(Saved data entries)
_____
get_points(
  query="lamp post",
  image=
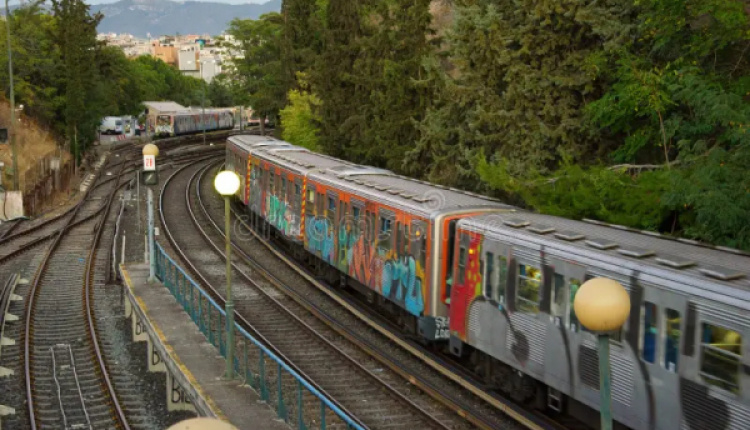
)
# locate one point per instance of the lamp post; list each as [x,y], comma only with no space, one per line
[602,305]
[12,128]
[227,183]
[150,151]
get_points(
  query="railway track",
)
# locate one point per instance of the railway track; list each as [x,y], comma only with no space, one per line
[342,372]
[442,380]
[66,376]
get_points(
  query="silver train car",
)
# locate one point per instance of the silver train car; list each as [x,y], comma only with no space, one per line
[682,359]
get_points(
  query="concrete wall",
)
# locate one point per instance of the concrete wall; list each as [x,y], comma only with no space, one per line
[11,205]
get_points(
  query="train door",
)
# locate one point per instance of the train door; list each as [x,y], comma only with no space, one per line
[661,336]
[343,234]
[331,241]
[715,394]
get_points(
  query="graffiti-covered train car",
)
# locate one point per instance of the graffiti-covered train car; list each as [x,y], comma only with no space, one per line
[383,234]
[498,283]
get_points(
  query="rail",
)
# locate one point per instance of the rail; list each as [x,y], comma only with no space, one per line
[210,318]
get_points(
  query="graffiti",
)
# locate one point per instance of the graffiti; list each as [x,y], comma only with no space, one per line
[396,277]
[281,215]
[320,238]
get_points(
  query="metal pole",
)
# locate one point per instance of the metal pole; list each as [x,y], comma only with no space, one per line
[605,383]
[151,246]
[138,198]
[203,103]
[230,302]
[12,128]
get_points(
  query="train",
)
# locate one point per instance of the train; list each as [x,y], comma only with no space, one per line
[493,285]
[192,121]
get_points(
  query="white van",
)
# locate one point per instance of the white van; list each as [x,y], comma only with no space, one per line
[111,125]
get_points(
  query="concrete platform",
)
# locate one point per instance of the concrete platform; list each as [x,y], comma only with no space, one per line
[198,362]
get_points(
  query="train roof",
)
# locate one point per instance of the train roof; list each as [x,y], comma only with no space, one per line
[299,159]
[723,265]
[250,142]
[373,183]
[417,197]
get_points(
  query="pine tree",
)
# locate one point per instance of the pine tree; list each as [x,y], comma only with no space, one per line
[341,117]
[523,77]
[76,38]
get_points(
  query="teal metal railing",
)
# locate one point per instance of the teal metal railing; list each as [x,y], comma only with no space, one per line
[295,400]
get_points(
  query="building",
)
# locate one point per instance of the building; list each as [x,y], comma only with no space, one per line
[165,52]
[187,61]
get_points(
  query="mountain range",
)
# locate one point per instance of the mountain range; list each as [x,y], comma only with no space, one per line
[166,17]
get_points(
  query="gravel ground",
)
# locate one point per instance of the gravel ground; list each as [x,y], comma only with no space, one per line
[115,336]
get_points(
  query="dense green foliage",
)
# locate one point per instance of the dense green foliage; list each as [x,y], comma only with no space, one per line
[633,112]
[260,80]
[299,120]
[67,81]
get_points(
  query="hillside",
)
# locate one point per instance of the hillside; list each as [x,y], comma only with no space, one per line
[158,17]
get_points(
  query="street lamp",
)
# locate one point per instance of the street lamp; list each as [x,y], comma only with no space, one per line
[227,183]
[12,128]
[203,99]
[602,305]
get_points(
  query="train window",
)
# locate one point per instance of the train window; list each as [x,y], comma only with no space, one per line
[529,281]
[720,357]
[385,234]
[573,286]
[331,210]
[488,274]
[650,332]
[671,339]
[502,278]
[461,264]
[560,298]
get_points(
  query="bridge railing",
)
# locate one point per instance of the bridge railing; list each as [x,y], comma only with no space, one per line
[276,383]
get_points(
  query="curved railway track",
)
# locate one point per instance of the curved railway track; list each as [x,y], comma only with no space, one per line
[442,380]
[346,375]
[66,375]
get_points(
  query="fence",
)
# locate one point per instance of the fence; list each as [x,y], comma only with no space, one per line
[42,179]
[257,365]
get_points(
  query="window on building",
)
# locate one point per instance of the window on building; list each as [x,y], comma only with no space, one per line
[489,275]
[461,265]
[650,332]
[560,297]
[671,339]
[721,350]
[529,282]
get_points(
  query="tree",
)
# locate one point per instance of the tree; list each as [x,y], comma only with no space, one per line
[523,77]
[260,71]
[299,120]
[75,34]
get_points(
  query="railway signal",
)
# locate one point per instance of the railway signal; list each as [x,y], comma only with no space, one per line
[149,176]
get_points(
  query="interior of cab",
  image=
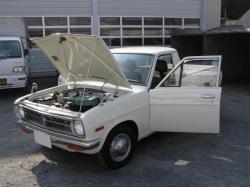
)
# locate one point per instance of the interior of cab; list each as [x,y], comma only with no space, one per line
[161,70]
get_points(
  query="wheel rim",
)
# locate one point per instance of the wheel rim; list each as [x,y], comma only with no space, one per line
[120,147]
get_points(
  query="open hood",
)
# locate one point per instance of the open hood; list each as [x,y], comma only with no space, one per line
[82,57]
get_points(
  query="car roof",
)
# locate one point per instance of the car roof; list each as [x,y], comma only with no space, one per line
[3,38]
[143,50]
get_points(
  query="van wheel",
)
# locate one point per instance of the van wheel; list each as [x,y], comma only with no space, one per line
[118,148]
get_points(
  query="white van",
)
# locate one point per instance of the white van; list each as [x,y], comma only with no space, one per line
[14,68]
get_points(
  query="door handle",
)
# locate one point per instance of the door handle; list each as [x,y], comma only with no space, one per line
[208,96]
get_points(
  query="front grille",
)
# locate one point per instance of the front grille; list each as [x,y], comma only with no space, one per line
[48,122]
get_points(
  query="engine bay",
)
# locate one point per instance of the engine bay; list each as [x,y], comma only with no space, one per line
[77,100]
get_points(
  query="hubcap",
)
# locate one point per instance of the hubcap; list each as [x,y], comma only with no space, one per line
[120,147]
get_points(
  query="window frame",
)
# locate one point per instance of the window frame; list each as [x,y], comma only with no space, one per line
[182,62]
[164,27]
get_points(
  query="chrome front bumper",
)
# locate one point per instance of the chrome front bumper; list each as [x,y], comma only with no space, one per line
[60,139]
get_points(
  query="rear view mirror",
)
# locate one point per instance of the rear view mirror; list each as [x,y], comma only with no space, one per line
[34,87]
[25,52]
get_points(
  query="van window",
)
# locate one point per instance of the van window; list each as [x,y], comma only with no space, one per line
[10,49]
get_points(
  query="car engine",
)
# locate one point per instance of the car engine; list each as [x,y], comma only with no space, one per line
[74,99]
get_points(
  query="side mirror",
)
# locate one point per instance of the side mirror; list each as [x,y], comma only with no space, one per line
[34,87]
[25,52]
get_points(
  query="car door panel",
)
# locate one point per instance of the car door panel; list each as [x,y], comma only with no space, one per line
[186,109]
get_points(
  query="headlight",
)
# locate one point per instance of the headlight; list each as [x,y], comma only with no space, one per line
[19,112]
[78,128]
[18,69]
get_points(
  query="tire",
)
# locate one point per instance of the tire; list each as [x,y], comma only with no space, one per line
[109,156]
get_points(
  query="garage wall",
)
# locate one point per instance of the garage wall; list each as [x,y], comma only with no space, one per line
[211,14]
[40,65]
[22,8]
[169,8]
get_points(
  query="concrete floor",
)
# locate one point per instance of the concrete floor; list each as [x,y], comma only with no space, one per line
[163,159]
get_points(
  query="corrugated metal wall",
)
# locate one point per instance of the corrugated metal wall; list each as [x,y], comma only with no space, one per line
[40,65]
[45,7]
[211,14]
[169,8]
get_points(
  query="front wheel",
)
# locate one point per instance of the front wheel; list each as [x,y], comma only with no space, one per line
[118,148]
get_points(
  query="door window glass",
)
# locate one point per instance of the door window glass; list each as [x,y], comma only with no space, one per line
[194,73]
[161,69]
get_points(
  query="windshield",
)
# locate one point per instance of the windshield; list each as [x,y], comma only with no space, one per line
[136,67]
[10,49]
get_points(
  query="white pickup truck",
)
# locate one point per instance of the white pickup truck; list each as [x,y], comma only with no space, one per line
[112,99]
[14,67]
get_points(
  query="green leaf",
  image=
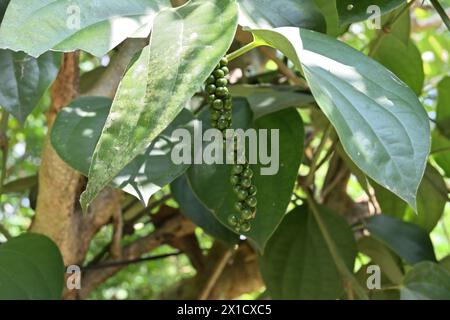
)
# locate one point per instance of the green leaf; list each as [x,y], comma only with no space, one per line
[186,45]
[408,240]
[24,80]
[31,267]
[80,124]
[329,11]
[353,11]
[281,13]
[297,263]
[192,208]
[379,120]
[53,24]
[264,100]
[211,182]
[431,200]
[381,255]
[403,59]
[426,281]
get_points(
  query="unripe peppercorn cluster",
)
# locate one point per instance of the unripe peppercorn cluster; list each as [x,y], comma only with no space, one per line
[220,103]
[219,98]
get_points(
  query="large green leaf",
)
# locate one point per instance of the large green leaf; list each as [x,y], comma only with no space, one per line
[403,59]
[24,79]
[186,45]
[381,255]
[267,99]
[379,120]
[297,263]
[354,11]
[329,11]
[408,240]
[78,127]
[52,24]
[431,200]
[426,281]
[191,207]
[31,267]
[281,13]
[211,182]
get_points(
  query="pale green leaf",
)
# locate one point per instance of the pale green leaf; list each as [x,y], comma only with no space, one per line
[186,45]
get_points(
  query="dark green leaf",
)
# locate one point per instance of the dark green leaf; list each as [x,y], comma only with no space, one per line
[297,263]
[211,182]
[268,99]
[379,120]
[31,267]
[281,13]
[24,80]
[426,281]
[191,207]
[408,240]
[402,59]
[63,25]
[353,11]
[78,127]
[431,200]
[166,75]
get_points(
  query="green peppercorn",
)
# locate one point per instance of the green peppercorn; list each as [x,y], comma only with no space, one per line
[245,182]
[239,206]
[237,169]
[225,70]
[252,190]
[242,194]
[246,213]
[247,173]
[210,88]
[222,124]
[215,115]
[251,201]
[233,220]
[217,104]
[211,79]
[234,180]
[220,91]
[245,226]
[221,82]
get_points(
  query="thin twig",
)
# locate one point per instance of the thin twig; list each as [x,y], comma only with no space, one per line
[441,13]
[132,261]
[218,269]
[349,280]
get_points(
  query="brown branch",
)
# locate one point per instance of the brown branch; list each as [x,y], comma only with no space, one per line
[175,227]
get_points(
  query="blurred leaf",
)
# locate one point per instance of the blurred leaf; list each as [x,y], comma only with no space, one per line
[211,182]
[389,263]
[92,26]
[431,200]
[353,11]
[281,13]
[379,120]
[192,208]
[24,80]
[31,267]
[297,263]
[426,281]
[408,240]
[264,100]
[166,75]
[329,11]
[78,127]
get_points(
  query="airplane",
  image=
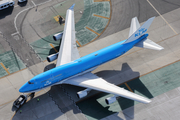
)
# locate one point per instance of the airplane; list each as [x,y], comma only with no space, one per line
[75,70]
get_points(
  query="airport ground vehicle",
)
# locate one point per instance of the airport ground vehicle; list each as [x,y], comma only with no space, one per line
[6,3]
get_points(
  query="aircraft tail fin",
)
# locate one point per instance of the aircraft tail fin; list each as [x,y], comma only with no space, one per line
[149,44]
[136,32]
[134,26]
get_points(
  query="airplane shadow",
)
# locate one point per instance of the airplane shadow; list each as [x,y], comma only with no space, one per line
[93,106]
[5,12]
[23,3]
[126,105]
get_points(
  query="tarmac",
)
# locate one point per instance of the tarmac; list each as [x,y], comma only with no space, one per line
[153,74]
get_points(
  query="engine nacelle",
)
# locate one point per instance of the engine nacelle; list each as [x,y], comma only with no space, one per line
[110,100]
[83,93]
[58,36]
[52,57]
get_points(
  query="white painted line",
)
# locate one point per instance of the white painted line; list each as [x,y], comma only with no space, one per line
[44,2]
[161,16]
[23,11]
[33,3]
[17,16]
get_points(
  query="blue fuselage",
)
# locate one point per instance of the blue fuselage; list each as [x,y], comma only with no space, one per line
[78,66]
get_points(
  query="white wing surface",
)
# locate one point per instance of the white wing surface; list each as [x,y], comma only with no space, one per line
[92,81]
[134,26]
[68,50]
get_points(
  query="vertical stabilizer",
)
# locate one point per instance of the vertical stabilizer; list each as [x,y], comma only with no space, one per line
[134,26]
[141,31]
_____
WRITTEN TASK
Collect every line from the items above that contains the word "silver", treating uppercase and lowercase as different.

SOLUTION TO THIS EXERCISE
  query="silver train car",
# locate one point per instance of the silver train car; list each as [x,y], comma only with no space, one per line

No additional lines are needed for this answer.